今回は、ヴァイオリニストの川井郁子をフィーチャーする。その艶やかな佇まいとパッショネイトな演奏から“情熱のヴァイオリニスト”と呼ばれ、クラシック音楽を起点にジャンルの枠を超えて、縦横無尽の活躍を見せる才媛。国内外の主要オーケストラをはじめ、巨匠音楽家やスター歌手、ポップス系アーティストからバレエダンサー、フィギュアスケートの名選手まで、多彩な面々とコラボレーションを重ね、作曲家としても映像や舞台作品の音楽を手掛けるなど、華やかなキャリアを築きあげてきた。

2020年にデビュー20周年を迎え、ますます進化を遂げる川井郁子。その唯一無二の音楽世界を作りあげてきたものとは?

後編では、アルバム『ALWAYS~名曲物語~』の聴きどころ、および20周年を記念するコンサートについて話を聞いた。

  • 川井郁子

    Kawai Ikuko

    ヴァイオリニスト、作曲家。香川県出身、東京芸術大学卒業、同大学院修了。現在、大阪芸術大学教授。世界フィギュアスケート選手権でアメリカのミシェル・クワン選手が川井郁子の演奏する楽曲「レッド・ヴァイオリン」を使用して優勝、羽生結弦選手をはじめ国内外の選手にも楽曲が数多く使用されている。アルバム『レッド・ヴァイオリン』『オーロラ』『LUNA』などは器楽アルバムとして異例の発売記録を更新し、注目を集めた。社会的活動として「川井郁子マザーハンド基金」を設立。全日本社寺観光連盟親善大使、国連UNHCR難民サポーターを務める。使用楽器はストラディヴァリウス(1715年製 大阪芸術大学所蔵)。

▶ **作業内容**
1: 川井郁子の紹介文のうち、「今回は、ヴァイオリニストの川」から「なキャリアを築きあげてきた。」までを、両端の語句も含めて一字も変えずに出力せよ。
2: 川井郁子の紹介文を、最後の文に続けて書き進めよ。

(バウンディングボックスデータの抜粋)
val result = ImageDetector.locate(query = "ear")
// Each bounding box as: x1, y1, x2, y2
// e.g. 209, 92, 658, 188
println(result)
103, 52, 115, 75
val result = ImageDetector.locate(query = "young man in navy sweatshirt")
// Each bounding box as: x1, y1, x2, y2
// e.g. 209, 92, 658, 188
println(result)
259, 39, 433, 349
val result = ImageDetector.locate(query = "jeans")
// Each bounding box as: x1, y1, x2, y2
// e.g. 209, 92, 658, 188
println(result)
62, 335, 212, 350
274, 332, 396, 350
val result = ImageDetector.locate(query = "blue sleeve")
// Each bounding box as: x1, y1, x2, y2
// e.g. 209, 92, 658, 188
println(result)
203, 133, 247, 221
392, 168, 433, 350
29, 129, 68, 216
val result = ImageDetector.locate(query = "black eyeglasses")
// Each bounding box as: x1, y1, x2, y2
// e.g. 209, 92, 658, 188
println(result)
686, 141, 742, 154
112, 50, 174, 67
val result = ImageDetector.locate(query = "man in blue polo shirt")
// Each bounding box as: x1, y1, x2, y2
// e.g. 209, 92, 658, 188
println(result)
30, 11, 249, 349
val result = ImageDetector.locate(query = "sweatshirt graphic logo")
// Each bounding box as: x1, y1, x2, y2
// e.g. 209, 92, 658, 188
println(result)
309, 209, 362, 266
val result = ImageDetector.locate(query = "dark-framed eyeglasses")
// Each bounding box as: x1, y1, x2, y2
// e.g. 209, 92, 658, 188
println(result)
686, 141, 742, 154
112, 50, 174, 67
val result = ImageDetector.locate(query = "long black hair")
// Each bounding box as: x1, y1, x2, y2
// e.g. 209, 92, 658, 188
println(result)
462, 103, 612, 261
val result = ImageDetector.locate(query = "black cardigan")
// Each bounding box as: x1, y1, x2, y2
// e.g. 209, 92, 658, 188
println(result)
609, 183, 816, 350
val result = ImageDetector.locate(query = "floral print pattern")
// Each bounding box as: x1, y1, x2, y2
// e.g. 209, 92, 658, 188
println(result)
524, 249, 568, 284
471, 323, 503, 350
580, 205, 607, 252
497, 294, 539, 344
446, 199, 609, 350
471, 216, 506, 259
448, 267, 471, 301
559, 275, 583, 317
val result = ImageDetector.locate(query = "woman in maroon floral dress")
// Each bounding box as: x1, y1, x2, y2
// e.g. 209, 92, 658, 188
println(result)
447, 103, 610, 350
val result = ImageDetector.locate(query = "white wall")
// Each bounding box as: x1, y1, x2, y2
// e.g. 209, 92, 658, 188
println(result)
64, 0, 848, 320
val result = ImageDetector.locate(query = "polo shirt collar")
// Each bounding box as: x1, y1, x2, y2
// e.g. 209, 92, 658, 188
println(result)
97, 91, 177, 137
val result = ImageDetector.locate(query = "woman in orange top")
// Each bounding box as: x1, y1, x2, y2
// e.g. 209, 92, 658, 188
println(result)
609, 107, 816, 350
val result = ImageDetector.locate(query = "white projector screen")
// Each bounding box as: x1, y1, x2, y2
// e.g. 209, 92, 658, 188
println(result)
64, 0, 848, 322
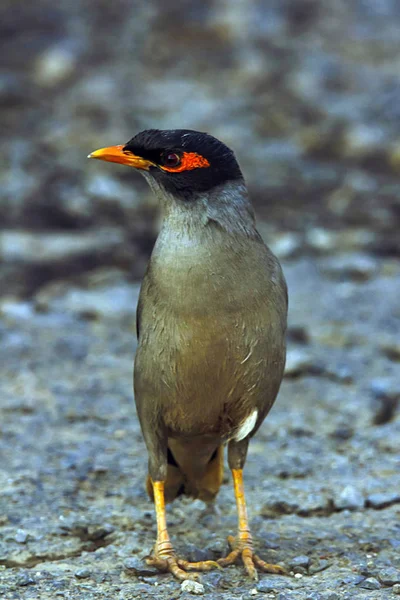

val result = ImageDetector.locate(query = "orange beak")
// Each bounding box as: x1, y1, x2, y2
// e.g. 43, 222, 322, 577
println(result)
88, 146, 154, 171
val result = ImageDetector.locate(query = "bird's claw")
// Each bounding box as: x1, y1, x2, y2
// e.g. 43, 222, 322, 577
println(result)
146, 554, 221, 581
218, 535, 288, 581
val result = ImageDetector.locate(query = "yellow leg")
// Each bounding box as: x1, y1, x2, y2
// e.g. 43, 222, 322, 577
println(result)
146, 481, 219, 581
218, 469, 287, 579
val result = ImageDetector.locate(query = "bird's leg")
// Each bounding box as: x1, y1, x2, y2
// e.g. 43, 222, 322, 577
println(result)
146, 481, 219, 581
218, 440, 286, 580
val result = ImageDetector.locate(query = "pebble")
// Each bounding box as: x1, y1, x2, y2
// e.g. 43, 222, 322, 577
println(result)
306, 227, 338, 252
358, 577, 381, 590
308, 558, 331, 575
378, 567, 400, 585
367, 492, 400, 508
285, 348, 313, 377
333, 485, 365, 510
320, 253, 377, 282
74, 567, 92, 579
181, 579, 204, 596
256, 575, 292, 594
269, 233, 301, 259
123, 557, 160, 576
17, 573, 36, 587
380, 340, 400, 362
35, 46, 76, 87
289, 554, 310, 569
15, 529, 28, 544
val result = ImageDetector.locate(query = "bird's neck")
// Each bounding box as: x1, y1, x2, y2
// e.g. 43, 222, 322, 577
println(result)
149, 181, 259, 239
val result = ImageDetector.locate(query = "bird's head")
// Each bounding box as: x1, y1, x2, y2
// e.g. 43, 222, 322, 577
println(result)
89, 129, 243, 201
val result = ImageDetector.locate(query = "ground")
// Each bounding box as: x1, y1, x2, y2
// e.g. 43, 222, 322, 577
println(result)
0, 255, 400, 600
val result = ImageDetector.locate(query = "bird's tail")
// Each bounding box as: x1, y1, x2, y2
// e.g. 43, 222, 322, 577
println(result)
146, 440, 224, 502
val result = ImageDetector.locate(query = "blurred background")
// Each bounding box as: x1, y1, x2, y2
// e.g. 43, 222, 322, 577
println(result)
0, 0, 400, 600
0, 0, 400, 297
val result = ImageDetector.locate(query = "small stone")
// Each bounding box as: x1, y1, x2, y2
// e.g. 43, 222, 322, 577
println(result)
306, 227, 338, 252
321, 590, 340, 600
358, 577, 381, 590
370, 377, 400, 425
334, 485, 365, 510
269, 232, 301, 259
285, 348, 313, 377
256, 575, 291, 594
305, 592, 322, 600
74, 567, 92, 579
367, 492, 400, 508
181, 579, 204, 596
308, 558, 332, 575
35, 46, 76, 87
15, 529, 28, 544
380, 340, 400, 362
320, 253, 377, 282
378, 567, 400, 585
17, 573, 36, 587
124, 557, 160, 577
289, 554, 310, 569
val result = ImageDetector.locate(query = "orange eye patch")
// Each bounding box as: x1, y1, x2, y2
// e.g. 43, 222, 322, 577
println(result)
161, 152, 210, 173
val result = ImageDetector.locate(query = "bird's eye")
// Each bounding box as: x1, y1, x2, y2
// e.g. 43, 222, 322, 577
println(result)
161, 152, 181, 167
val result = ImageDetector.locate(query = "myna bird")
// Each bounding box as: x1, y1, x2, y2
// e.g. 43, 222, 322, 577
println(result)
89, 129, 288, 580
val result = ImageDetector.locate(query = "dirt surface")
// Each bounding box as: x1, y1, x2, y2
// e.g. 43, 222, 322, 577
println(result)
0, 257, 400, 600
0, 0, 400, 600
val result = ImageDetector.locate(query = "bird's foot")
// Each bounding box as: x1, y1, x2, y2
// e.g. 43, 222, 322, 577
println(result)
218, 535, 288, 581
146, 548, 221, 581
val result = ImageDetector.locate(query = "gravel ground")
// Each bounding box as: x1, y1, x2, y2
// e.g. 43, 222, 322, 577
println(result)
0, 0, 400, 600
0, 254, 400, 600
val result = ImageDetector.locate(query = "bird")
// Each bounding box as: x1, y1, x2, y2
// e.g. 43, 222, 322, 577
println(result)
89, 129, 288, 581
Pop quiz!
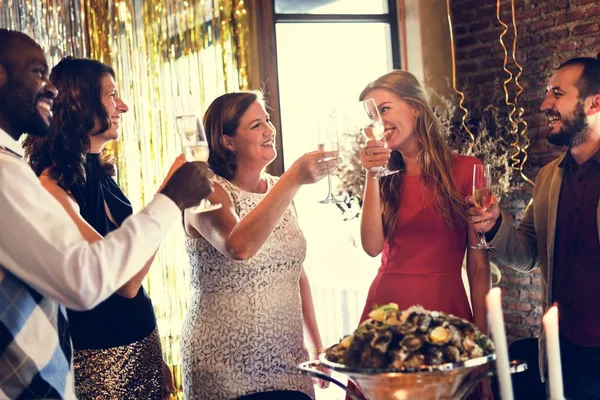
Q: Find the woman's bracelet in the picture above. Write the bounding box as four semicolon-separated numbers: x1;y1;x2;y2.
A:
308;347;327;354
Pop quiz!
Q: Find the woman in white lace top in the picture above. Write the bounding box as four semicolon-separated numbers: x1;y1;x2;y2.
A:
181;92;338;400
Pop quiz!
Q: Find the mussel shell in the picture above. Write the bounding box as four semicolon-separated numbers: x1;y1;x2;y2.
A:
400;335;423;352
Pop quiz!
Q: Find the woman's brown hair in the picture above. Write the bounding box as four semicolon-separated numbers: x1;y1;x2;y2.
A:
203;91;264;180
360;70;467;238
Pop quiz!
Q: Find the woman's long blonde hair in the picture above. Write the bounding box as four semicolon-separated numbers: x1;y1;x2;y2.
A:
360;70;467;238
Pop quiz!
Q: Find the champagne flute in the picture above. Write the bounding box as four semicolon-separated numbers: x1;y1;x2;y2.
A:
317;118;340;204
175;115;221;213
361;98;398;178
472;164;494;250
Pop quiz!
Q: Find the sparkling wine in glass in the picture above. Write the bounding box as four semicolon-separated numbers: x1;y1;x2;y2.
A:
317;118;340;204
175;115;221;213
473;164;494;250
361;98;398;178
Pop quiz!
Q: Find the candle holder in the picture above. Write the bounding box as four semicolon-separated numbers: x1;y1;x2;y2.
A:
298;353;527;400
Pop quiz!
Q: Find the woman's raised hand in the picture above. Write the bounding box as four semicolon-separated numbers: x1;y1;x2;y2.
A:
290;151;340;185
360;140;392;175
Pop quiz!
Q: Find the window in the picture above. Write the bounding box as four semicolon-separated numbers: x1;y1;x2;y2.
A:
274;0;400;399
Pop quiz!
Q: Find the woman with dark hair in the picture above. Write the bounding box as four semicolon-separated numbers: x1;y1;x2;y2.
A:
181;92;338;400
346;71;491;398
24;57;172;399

▶ **解答**
1:
今回は、ヴァイオリニストの川井郁子をフィーチャーする。その艶やかな佇まいとパッショネイトな演奏から“情熱のヴァイオリニスト”と呼ばれ、クラシック音楽を起点にジャンルの枠を超えて、縦横無尽の活躍を見せる才媛。国内外の主要オーケストラをはじめ、巨匠音楽家やスター歌手、ポップス系アーティストからバレエダンサー、フィギュアスケートの名選手まで、多彩な面々とコラボレーションを重ね、作曲家としても映像や舞台作品の音楽を手掛けるなど、華やかなキャリアを築きあげてきた。

2:
オリジナルの雰囲気にこだわったアレンジ

前編からつづく)いつも聴く人の側に寄り添うアルバムを、という『ALWAYS~名曲物語~』のコンセプトがよく表われている楽曲が「So in Love」。ブロードウェイで活躍したコール・ポーター作曲のスタンダードナンバーだが、ここで聴くことができるのは、かつて淀川長治の名調子で親しまれていた『日曜洋画劇場』のエンディングを思わせるアレンジ。まだネット配信などなかった時代、テレビで映画を見終わったあとの余韻と、休日の夜が更けていく寂しさが混ざり合った、あのころの気持ちを思い出させてくれる。

つづく「宇宙戦艦ヤマト」も、いきなりあの勇ましい主題歌が始まるのではなく、女声の澄んだスキャットが印象的だった劇伴屈指の人気楽曲「無限に広がる大宇宙」のメロディで幕を開けるのが何とも心憎い。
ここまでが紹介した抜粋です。